ABOUT THIS TASK: Reproduce from the records below, with no pictures, exactly the lines between the one containing "Annotate metal table" and the one containing "Annotate flower stall", inclusive.

LISTED ENTRIES:
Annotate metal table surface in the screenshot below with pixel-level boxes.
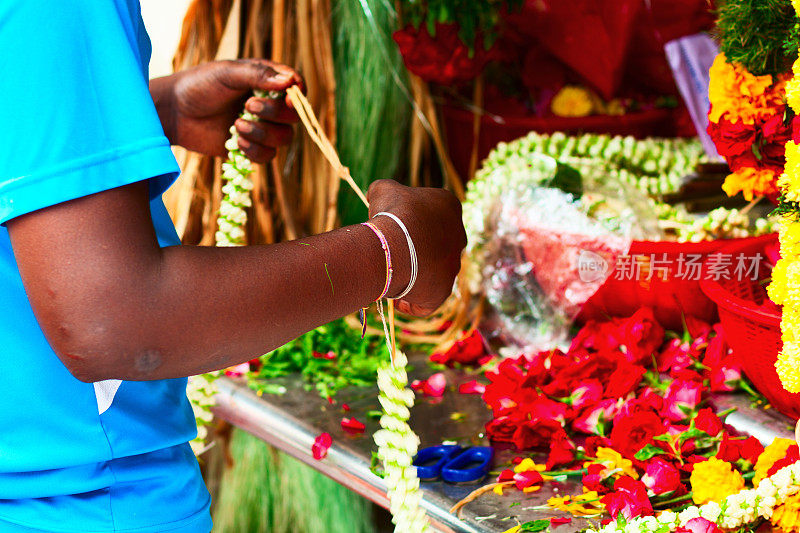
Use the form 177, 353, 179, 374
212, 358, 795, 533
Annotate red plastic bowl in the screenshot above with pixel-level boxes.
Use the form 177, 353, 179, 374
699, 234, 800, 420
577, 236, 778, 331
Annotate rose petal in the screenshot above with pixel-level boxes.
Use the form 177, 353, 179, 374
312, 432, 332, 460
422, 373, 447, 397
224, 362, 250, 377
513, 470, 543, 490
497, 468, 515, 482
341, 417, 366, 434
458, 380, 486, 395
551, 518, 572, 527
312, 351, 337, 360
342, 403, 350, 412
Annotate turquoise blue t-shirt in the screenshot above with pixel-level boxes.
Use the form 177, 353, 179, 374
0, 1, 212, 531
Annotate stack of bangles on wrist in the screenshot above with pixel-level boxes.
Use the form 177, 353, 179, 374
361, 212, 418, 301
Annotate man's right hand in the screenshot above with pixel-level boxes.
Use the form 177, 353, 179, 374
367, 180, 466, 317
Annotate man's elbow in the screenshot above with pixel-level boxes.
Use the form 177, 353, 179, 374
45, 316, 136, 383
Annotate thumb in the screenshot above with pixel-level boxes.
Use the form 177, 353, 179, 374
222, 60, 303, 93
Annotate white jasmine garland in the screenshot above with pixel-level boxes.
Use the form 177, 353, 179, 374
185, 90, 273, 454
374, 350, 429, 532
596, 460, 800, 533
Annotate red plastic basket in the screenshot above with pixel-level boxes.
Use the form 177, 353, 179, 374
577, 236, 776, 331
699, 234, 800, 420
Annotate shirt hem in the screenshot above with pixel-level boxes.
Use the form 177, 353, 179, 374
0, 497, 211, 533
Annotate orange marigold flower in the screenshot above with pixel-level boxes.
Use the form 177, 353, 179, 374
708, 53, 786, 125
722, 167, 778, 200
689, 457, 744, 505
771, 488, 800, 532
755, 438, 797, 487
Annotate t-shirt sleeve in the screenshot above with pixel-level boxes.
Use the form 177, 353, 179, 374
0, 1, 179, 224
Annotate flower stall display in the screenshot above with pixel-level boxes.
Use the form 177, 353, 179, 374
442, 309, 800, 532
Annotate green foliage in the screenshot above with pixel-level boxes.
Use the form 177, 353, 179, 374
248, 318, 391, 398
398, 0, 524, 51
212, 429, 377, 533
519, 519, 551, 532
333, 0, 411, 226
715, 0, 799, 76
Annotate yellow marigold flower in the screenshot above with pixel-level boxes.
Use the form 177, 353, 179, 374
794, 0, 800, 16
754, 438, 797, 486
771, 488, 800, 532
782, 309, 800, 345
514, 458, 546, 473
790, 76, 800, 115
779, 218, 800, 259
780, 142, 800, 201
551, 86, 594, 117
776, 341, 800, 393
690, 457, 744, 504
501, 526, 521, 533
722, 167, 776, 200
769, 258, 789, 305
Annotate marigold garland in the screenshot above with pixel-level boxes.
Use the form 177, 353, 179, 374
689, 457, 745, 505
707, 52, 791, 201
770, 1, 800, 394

* * *

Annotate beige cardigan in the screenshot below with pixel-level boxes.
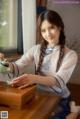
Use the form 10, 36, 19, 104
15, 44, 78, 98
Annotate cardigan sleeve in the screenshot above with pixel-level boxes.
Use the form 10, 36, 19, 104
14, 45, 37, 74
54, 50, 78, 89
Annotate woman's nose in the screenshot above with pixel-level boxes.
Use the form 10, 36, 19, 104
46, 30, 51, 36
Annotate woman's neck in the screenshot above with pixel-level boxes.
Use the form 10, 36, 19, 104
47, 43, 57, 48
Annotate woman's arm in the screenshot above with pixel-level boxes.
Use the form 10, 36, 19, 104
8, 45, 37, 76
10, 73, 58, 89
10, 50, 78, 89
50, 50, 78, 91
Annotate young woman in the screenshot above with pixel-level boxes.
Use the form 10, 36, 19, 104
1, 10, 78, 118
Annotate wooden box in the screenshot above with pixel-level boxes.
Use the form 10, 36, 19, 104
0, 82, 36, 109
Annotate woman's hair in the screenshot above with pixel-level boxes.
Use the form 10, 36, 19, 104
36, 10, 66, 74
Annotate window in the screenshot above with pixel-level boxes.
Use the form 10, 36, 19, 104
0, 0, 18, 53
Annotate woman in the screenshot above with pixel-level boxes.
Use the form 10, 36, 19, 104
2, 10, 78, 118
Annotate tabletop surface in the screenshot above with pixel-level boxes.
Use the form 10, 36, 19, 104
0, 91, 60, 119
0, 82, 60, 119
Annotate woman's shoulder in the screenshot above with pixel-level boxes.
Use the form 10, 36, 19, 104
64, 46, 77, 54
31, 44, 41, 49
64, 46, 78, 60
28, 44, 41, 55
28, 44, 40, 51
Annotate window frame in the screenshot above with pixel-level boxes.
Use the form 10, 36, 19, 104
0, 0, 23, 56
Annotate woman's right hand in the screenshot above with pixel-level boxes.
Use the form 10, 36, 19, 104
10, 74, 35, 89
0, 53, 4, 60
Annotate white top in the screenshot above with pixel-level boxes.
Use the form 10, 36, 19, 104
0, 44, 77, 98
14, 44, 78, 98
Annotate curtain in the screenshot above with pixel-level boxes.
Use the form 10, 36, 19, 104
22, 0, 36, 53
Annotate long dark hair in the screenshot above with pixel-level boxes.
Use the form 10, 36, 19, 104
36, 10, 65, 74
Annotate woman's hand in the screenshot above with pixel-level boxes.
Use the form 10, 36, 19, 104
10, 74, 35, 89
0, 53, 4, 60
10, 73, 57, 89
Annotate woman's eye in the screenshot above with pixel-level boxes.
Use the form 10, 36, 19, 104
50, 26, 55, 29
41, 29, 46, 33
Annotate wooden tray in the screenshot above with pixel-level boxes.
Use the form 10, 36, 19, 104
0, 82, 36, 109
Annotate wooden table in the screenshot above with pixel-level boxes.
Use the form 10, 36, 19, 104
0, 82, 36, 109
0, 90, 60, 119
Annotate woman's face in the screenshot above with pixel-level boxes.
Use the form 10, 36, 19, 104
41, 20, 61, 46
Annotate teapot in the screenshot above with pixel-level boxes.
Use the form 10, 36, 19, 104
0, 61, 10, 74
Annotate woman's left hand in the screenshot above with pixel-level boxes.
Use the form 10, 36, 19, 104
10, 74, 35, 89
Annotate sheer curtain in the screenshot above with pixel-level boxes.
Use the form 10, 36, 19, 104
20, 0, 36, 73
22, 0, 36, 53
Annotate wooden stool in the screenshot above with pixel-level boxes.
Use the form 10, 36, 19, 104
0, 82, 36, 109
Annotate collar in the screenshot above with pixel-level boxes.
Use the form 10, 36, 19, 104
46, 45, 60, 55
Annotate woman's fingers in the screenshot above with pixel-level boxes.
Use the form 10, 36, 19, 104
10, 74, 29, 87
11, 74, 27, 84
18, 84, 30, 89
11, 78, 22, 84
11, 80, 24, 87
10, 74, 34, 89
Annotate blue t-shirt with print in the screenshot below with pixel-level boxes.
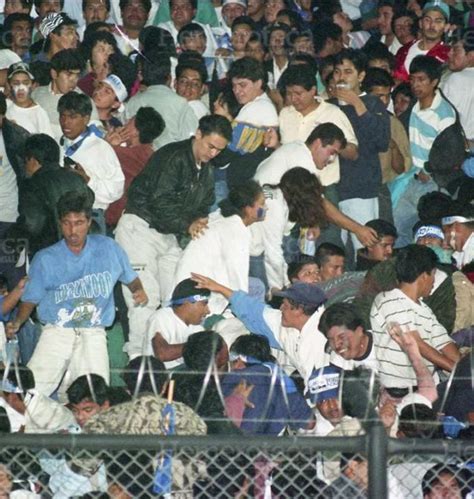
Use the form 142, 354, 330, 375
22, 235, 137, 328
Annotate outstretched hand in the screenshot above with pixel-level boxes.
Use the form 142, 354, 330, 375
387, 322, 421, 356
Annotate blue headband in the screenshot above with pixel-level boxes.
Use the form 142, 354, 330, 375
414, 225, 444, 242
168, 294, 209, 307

...

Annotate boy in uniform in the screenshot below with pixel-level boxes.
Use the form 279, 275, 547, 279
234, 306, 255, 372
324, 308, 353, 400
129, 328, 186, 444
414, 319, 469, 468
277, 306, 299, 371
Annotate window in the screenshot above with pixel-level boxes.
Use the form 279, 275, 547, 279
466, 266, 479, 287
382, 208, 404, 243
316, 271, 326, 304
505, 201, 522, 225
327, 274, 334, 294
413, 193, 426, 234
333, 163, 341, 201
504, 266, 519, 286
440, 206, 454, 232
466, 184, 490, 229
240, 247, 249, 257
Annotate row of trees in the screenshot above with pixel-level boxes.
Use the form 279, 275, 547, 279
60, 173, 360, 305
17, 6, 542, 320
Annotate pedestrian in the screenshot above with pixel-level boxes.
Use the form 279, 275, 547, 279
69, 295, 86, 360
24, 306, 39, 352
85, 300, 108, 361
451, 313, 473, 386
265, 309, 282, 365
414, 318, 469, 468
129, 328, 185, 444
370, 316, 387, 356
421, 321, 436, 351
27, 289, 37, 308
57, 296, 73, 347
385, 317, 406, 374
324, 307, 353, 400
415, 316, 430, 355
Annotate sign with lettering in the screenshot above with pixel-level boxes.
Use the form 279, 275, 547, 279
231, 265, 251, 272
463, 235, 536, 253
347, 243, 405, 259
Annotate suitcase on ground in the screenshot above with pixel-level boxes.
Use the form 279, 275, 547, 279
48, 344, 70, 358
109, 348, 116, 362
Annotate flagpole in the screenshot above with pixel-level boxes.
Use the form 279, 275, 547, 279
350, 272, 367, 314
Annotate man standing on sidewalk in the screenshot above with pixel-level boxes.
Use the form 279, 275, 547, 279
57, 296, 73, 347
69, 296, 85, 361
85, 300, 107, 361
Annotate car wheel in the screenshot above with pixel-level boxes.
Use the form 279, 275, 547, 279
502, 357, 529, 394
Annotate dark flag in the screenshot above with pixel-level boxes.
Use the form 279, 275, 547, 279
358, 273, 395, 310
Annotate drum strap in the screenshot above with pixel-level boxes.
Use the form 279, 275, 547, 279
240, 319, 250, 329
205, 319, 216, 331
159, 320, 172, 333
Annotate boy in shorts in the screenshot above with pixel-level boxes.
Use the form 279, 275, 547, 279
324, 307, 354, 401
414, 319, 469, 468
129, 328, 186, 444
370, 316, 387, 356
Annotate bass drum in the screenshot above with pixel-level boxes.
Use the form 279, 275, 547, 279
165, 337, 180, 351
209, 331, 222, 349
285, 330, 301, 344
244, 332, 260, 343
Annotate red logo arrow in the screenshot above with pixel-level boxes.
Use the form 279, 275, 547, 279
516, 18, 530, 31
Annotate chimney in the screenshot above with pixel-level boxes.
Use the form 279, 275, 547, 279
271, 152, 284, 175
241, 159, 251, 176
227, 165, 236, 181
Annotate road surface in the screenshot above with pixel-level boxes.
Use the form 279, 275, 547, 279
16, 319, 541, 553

SOLUTION TO THE EXERCISE:
Annotate metal table surface in the screenshot below with pixel-level boxes.
Use the form 177, 353, 179, 374
212, 358, 795, 533
Annotate red plastic bowl in the screenshot above with pixel-level boxes.
Use the form 177, 353, 179, 374
699, 234, 800, 420
577, 236, 778, 331
Annotate rose petal in the screenshot above with pixel-level boxes.
Use the form 177, 353, 179, 374
312, 432, 332, 460
422, 373, 447, 397
224, 362, 250, 377
513, 470, 543, 490
497, 468, 515, 482
341, 417, 366, 434
458, 380, 486, 395
551, 518, 572, 527
312, 351, 337, 360
342, 403, 350, 412
Annotate turquoise blue t-shirt in the screenshot above with pixel-level boxes.
Use the form 177, 353, 179, 374
0, 1, 212, 531
Annotate stack of bangles on wrist in the screenshot above with pixel-level boxes.
Use the form 177, 353, 179, 374
361, 212, 418, 301
Annotate man's right hand in the screenshot above with pixel-level boxes.
Use the form 177, 353, 179, 374
367, 180, 466, 317
Annotate man's elbow in the screenshot above with pixel-level boxes.
Use the form 177, 353, 179, 374
45, 316, 136, 383
Annotate thumb in the screenshot above with pixel-level boxes.
Use the form 177, 353, 179, 374
222, 60, 303, 93
Annotate white jasmine garland in the screenshot above with pixel-level boxes.
Use the form 177, 353, 179, 374
185, 90, 273, 454
374, 350, 429, 532
596, 460, 800, 533
Annotate red plastic basket in the screenshot above with pixel-level boxes.
Use the form 177, 353, 179, 374
577, 236, 776, 331
699, 234, 800, 420
Annotate shirt hem in the screenshot above with pixel-level boxes.
Use the form 177, 353, 179, 374
0, 497, 211, 533
Annotate orange marigold flower in the screenshot above with pixel-level boxes.
Use the form 177, 353, 179, 374
708, 53, 786, 125
722, 167, 778, 200
689, 457, 744, 505
771, 488, 800, 532
755, 438, 797, 487
Annotate t-shirt sleeve in the screenshot above with pixel-level boxes.
Use the form 177, 353, 179, 374
0, 1, 179, 224
Annotate flower stall display in the screenshot above with pixel-level boxes.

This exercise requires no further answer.